:: DATA FOR PROCESSING ::

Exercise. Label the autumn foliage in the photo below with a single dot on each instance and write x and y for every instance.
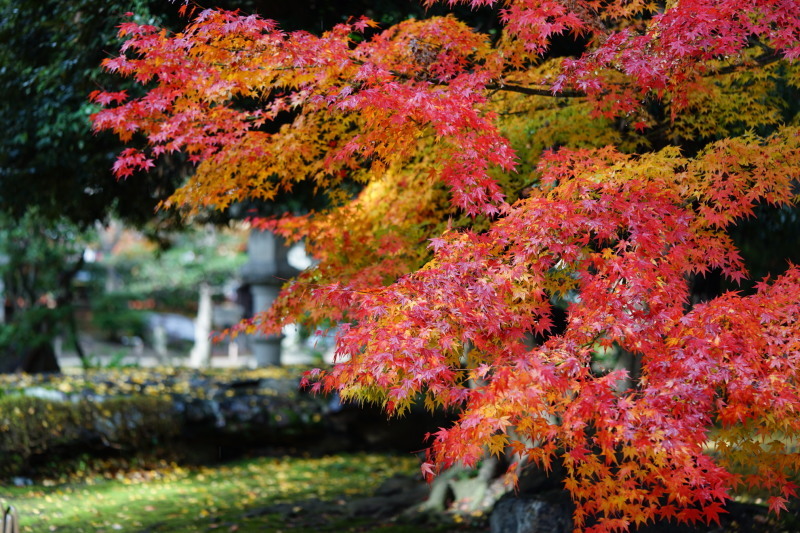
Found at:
(500, 179)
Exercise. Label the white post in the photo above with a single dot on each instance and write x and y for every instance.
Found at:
(200, 355)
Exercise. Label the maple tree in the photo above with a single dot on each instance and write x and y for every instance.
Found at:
(498, 180)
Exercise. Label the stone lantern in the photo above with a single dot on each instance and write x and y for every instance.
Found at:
(266, 270)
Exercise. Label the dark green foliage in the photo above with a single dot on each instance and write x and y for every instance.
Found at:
(49, 158)
(113, 318)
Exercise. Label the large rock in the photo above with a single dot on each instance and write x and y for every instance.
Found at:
(531, 514)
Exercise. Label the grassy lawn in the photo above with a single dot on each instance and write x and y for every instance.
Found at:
(242, 496)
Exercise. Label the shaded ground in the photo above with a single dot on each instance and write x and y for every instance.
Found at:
(347, 493)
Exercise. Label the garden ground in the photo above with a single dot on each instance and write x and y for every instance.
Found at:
(347, 493)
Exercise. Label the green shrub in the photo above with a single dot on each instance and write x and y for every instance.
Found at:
(114, 319)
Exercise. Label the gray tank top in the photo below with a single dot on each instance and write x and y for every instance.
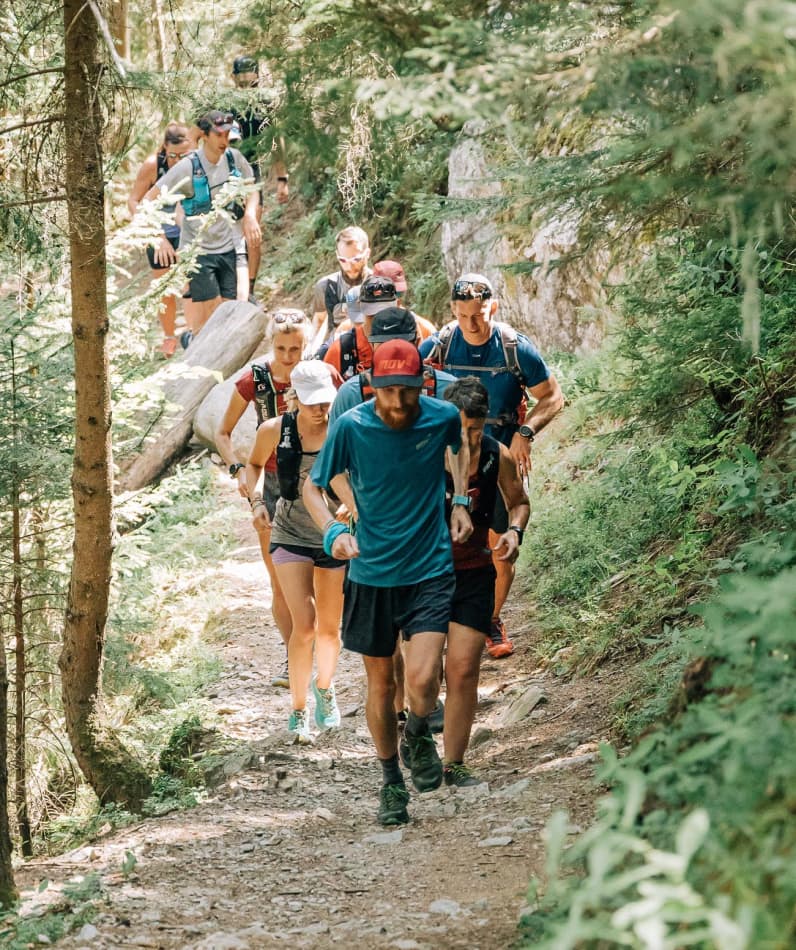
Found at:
(292, 523)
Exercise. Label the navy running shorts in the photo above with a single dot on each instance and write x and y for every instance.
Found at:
(474, 598)
(373, 617)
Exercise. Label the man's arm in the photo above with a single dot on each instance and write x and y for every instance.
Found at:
(517, 506)
(458, 464)
(345, 545)
(223, 436)
(549, 402)
(264, 445)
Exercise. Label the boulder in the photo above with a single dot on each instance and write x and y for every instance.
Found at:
(228, 341)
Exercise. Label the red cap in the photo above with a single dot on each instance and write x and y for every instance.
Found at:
(394, 271)
(396, 363)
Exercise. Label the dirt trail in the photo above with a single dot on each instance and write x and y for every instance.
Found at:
(287, 852)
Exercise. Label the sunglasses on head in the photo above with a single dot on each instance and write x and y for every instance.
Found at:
(471, 290)
(293, 317)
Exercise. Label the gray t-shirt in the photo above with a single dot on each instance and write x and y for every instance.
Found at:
(292, 523)
(221, 236)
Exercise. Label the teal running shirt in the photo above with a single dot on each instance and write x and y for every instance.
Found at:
(398, 480)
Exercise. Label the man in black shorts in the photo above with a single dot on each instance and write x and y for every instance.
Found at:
(493, 472)
(393, 450)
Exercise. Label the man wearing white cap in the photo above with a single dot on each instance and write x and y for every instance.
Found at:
(511, 369)
(391, 452)
(311, 580)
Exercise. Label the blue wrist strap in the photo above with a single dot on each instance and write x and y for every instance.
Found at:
(332, 533)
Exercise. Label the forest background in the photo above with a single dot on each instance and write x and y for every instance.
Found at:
(663, 527)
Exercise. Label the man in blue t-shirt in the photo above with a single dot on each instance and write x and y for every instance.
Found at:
(511, 368)
(390, 452)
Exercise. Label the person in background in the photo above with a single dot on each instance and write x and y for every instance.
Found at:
(352, 246)
(177, 143)
(223, 270)
(311, 579)
(512, 369)
(252, 123)
(266, 384)
(393, 271)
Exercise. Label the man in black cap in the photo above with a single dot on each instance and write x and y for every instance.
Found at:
(223, 272)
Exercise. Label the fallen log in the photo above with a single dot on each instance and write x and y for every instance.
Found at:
(210, 413)
(227, 341)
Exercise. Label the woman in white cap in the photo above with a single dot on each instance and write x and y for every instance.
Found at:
(311, 580)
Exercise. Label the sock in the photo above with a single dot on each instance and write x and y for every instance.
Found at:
(417, 725)
(391, 771)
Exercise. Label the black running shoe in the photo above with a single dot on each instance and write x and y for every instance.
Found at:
(393, 800)
(457, 773)
(436, 718)
(419, 755)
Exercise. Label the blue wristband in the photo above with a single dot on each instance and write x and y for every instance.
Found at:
(335, 529)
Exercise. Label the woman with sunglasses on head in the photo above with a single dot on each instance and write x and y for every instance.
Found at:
(312, 581)
(265, 384)
(177, 143)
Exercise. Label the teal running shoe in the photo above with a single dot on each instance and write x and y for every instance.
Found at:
(327, 713)
(299, 725)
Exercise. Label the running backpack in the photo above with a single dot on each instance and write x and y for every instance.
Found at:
(438, 357)
(288, 457)
(202, 202)
(266, 394)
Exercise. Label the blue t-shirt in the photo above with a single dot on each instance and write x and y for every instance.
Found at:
(505, 390)
(350, 393)
(398, 479)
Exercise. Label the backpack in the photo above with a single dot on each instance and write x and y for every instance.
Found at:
(288, 457)
(366, 391)
(438, 357)
(265, 393)
(201, 202)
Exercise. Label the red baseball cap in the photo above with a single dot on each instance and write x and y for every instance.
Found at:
(394, 271)
(396, 363)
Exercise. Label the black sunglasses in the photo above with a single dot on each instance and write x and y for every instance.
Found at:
(471, 290)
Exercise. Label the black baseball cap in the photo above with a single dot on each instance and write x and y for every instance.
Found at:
(244, 64)
(394, 323)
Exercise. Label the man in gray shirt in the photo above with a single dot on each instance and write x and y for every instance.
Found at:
(223, 270)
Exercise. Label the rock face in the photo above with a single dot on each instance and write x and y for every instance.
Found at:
(553, 306)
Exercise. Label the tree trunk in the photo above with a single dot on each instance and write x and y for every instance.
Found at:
(160, 34)
(107, 766)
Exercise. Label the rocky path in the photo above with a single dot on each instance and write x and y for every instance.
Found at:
(286, 851)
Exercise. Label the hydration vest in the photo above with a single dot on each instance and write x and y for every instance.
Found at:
(438, 357)
(266, 395)
(288, 457)
(429, 383)
(202, 202)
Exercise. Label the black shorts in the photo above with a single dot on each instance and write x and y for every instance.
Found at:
(270, 492)
(374, 616)
(474, 599)
(150, 253)
(216, 277)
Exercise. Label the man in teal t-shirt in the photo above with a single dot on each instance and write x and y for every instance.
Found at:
(393, 450)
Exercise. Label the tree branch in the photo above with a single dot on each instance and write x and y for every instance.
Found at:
(27, 125)
(32, 201)
(36, 72)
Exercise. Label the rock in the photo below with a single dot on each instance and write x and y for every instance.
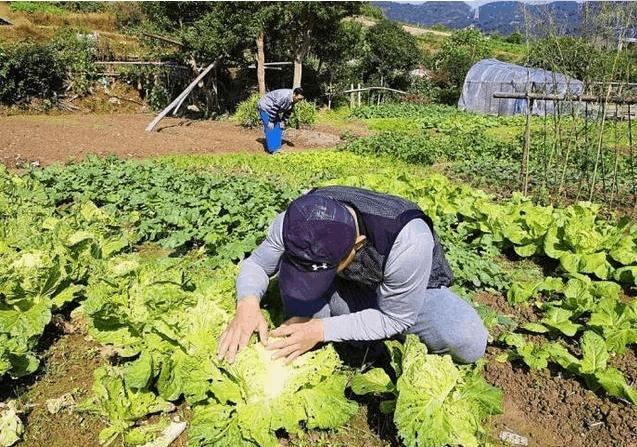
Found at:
(60, 403)
(11, 426)
(513, 438)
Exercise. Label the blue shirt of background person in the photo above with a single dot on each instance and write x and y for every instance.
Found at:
(274, 109)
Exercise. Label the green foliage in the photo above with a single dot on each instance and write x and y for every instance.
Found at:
(139, 309)
(178, 209)
(458, 53)
(390, 49)
(436, 402)
(44, 71)
(33, 7)
(45, 262)
(372, 12)
(29, 71)
(247, 113)
(303, 115)
(579, 58)
(515, 38)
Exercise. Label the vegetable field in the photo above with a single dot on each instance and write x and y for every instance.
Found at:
(120, 274)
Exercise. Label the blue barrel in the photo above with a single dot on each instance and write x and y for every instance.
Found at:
(274, 138)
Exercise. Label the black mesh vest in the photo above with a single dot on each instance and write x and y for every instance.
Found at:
(381, 218)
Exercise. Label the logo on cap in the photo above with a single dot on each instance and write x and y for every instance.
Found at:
(323, 266)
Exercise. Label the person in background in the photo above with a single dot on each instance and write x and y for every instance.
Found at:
(274, 109)
(354, 265)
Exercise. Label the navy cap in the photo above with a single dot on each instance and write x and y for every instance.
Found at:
(318, 232)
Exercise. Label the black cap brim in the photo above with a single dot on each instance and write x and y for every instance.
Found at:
(304, 292)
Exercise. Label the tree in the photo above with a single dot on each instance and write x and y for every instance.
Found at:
(457, 55)
(309, 22)
(390, 49)
(340, 58)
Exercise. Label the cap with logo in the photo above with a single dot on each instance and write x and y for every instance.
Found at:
(318, 232)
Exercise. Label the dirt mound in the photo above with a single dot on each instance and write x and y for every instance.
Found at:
(553, 409)
(44, 139)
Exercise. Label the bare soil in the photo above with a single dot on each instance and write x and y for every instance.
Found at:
(44, 139)
(551, 407)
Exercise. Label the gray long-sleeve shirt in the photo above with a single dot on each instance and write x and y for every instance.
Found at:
(399, 296)
(277, 102)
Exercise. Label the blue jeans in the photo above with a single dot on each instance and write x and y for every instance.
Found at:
(445, 324)
(274, 137)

:::

--- OBJECTIVE ---
Return the line that contains "Exercise. Label the tree in" and all lines after it, verbatim, and nothing else.

--- RESULT ---
Exercise. Label the tree in the photo above with a single dot on each instance and write x and y for every instance.
Found at:
(457, 55)
(309, 22)
(390, 49)
(340, 58)
Exercise. Label the cap with logo in the photo above with a single dot on each instance and write x and y for every instance.
Found at:
(318, 232)
Exercise. Label the dirt mound in the photo above with a single dot on each instance and write x and y for every instance.
Found at:
(553, 409)
(44, 139)
Exercise. Label the bare soil in the photo above with a single dot on each instance and write x and y for every instance.
Found at:
(44, 139)
(551, 407)
Exercise. Label the gray long-sleeve shirt in the photo above with a single dot on each instance and write x and y for every instance.
Found at:
(399, 296)
(277, 102)
Exercise. Label the blue jeans in the photo above with a single dot on each instance and write x and y for every instance.
Found at:
(445, 324)
(274, 137)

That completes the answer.